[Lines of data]
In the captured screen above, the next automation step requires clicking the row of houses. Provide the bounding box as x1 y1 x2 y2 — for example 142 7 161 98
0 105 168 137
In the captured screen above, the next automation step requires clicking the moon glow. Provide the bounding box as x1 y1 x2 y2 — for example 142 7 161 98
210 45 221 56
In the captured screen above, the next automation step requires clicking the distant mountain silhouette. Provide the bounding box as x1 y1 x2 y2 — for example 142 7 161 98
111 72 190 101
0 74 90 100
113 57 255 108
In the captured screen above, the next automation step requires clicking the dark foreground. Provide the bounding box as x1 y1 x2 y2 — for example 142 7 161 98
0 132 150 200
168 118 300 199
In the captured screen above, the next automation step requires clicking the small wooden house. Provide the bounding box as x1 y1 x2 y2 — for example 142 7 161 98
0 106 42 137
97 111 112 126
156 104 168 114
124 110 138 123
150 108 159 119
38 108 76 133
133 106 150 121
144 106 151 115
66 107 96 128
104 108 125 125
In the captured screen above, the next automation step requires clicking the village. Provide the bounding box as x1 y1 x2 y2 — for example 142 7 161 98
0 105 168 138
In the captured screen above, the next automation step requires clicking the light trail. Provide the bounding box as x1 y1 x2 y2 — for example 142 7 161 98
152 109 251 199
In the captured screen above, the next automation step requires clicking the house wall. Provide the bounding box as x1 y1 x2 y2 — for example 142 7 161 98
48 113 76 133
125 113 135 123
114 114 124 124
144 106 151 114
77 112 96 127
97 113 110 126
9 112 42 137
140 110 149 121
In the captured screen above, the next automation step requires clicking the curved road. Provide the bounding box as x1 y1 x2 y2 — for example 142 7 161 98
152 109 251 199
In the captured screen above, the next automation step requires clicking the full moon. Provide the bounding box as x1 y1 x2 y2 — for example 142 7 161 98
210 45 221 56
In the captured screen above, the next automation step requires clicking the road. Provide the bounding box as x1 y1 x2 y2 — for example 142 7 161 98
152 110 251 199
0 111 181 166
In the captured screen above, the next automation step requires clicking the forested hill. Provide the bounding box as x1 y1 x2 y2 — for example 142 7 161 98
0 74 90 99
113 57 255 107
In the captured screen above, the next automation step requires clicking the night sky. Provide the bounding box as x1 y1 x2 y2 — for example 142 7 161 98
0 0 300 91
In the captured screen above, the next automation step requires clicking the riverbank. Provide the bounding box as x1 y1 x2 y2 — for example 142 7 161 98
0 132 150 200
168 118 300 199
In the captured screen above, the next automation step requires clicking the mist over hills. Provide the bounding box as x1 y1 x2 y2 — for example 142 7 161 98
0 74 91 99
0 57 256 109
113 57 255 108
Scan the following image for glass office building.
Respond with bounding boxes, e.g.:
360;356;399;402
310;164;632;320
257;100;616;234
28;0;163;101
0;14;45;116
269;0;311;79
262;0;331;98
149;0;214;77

---

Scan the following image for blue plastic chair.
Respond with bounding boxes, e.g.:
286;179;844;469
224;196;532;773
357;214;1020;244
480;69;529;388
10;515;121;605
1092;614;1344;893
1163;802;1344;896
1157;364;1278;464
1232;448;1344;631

--

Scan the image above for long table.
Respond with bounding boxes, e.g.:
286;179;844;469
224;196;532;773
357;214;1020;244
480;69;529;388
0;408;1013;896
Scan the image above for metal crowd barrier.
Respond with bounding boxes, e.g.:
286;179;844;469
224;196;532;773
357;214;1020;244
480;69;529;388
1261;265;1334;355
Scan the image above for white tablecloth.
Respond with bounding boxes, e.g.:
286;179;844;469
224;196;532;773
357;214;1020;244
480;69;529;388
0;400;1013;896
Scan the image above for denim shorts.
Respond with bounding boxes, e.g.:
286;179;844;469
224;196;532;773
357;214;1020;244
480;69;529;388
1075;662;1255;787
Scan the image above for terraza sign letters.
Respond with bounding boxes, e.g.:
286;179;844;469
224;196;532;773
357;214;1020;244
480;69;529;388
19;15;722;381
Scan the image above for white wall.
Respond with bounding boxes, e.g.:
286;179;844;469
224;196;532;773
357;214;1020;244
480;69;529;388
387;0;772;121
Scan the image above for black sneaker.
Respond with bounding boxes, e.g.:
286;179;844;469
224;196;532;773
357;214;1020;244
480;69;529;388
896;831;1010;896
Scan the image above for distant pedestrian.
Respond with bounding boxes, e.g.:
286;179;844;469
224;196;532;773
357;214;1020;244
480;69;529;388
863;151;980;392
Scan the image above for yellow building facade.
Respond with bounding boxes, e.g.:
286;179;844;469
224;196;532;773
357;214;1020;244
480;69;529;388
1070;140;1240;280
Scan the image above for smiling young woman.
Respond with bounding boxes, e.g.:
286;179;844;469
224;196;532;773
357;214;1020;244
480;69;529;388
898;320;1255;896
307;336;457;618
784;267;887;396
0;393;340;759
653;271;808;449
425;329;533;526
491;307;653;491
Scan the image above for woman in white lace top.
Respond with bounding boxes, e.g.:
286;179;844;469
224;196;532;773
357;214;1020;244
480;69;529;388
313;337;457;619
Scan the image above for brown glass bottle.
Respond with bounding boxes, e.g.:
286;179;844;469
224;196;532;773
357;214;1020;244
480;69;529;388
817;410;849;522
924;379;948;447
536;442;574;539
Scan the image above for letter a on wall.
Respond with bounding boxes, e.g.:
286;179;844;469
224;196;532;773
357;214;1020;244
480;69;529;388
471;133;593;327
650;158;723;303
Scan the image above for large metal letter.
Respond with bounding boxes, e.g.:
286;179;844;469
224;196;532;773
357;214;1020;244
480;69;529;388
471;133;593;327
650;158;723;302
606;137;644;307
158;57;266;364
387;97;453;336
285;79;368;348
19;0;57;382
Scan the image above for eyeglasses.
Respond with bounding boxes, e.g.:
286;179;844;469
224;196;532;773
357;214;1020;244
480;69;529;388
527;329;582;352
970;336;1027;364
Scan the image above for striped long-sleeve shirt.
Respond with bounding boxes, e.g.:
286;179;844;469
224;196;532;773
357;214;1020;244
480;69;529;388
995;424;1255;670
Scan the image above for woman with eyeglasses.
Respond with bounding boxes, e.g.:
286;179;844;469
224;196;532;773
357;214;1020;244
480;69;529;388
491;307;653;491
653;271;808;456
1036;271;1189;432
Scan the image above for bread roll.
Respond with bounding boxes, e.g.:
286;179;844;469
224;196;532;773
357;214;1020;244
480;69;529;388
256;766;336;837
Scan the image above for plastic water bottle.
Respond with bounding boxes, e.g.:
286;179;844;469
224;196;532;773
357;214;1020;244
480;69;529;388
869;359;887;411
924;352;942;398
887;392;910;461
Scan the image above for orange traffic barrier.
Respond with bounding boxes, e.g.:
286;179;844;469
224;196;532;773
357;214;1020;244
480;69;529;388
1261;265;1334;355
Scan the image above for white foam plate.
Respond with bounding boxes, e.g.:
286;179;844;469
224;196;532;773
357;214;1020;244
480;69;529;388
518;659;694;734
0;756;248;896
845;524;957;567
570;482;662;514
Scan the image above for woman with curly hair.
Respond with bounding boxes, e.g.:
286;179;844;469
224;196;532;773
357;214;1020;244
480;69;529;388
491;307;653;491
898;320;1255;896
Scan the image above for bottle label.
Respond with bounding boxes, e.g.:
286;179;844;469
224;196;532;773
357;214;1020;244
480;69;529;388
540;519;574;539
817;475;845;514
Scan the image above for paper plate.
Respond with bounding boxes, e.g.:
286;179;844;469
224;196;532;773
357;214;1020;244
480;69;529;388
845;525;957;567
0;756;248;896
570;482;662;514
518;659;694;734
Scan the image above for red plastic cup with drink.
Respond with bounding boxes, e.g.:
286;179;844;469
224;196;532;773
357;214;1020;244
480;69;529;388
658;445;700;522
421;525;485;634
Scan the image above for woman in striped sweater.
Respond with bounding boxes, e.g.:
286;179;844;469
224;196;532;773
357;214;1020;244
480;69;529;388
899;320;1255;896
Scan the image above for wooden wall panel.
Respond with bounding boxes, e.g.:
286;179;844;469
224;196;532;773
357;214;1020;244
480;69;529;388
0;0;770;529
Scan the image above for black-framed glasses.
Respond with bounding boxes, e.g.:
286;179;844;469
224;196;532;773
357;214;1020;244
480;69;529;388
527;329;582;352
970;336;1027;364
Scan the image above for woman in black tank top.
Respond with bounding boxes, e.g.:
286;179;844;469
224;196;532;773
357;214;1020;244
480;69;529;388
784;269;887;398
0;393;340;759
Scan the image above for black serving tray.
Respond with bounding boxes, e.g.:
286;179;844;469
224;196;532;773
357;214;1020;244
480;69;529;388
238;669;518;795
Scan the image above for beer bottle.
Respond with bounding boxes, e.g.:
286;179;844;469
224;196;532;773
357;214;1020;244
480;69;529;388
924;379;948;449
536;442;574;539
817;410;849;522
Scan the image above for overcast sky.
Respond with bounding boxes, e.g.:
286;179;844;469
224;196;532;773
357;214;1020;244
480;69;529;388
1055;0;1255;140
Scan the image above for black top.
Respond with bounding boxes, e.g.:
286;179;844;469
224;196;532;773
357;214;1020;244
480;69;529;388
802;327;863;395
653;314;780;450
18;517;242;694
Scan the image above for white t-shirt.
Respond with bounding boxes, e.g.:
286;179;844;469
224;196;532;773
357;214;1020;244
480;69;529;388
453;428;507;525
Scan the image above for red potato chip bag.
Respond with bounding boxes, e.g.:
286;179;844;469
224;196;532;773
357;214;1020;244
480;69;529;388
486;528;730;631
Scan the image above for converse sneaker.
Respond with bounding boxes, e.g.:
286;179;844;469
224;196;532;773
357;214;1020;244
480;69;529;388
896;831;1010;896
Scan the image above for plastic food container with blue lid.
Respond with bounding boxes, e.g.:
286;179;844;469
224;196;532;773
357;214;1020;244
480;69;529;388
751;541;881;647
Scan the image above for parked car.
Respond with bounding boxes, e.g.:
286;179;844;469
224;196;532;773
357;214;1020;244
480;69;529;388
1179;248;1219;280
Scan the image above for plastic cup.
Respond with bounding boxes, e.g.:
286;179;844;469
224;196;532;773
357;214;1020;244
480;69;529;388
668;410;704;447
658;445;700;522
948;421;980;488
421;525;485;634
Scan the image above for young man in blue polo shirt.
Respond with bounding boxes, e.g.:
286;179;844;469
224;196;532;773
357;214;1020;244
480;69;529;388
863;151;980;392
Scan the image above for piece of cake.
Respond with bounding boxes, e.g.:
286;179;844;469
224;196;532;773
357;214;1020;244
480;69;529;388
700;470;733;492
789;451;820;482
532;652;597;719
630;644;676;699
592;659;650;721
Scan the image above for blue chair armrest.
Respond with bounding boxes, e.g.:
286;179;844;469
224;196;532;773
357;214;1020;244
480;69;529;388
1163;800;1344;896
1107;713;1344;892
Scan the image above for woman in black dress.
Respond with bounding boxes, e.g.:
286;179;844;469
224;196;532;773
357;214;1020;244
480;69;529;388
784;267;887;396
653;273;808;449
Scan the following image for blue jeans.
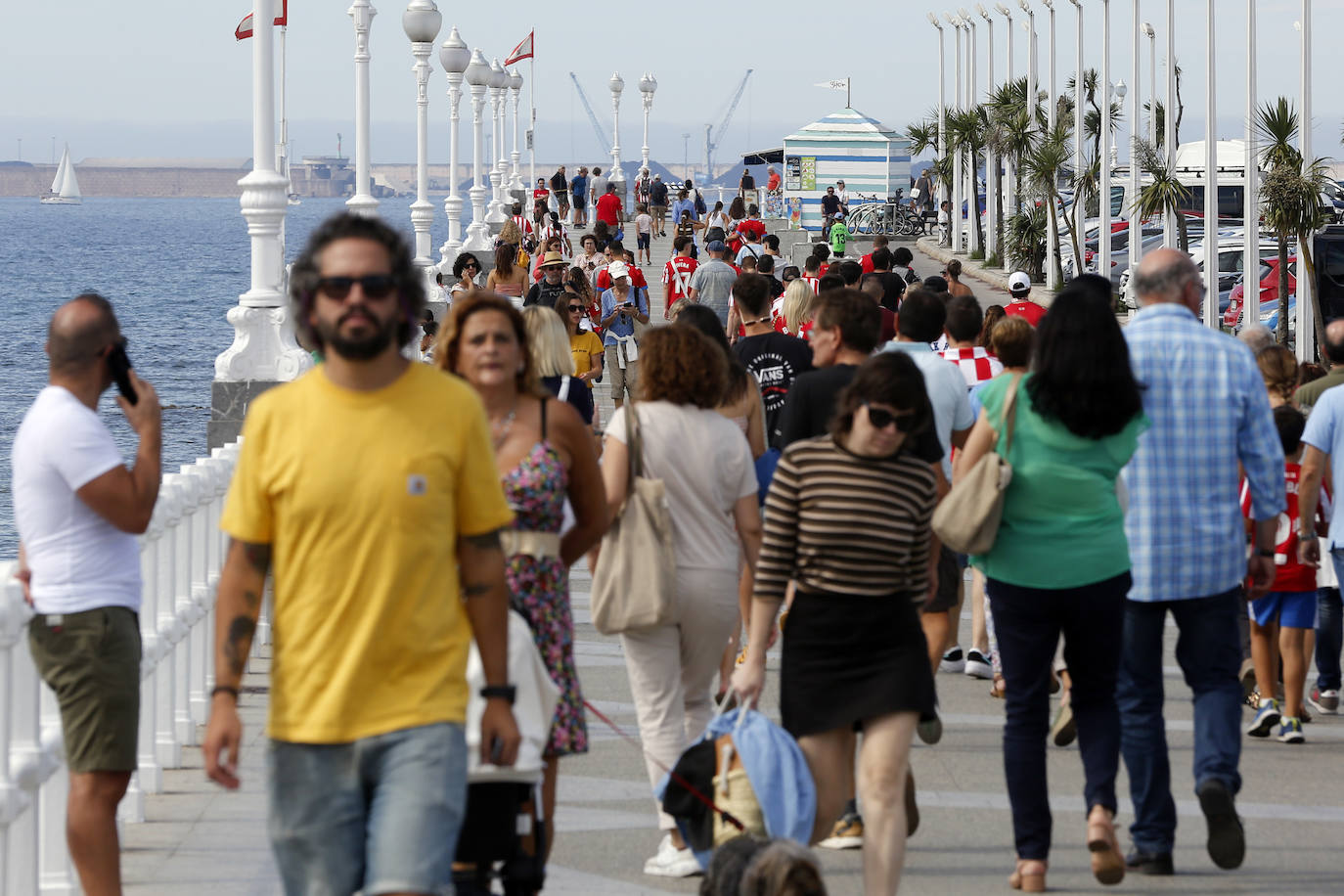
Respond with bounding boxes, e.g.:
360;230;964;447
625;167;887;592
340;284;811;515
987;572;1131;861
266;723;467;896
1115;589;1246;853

Aim of the task –
Rewrite the items from the line holding "Scan the image above for black sneaker." through the line holding "650;158;723;303", inclusive, with "brown glass bottle" changed to "green glass bottle" and everything else left as it is.

Output below –
Scan the image above for black sneaker.
Respond with bounding boxes, e.g.:
286;179;844;469
224;196;532;773
357;214;1020;244
480;69;529;388
896;831;1010;896
Scan the image above for distant pedestrian.
Respond with bounding boxes, e.g.:
286;179;844;469
224;196;532;773
357;214;1020;244
480;69;529;388
863;151;980;392
Scan the image above for yellow building facade.
Respond with bounding boxes, e.g.:
286;179;844;469
224;196;532;773
357;214;1020;244
480;69;529;388
1070;140;1240;280
Scan the image above for smiling young woman.
Respond with bounding boxes, e.g.:
286;179;844;469
224;196;532;773
357;214;1020;244
480;69;529;388
898;320;1255;896
307;336;457;618
784;267;887;396
0;393;340;759
653;271;808;449
425;329;533;526
491;307;653;491
Scan the image above for woman in white lace top.
Respond with bounding boxes, e.g.:
286;179;844;469
224;196;532;773
357;214;1020;244
480;69;529;388
313;337;457;619
Scan the image above for green glass bottle.
Respond with bounding boxes, e.g.:
286;179;844;469
224;196;532;773
357;214;1020;244
480;69;529;388
817;410;849;522
924;379;948;447
536;442;574;539
Scan the image above for letter a on wall.
Respond with bounding boxes, e.g.:
286;179;844;469
224;196;532;773
357;214;1020;244
480;69;529;388
471;133;593;327
650;158;723;303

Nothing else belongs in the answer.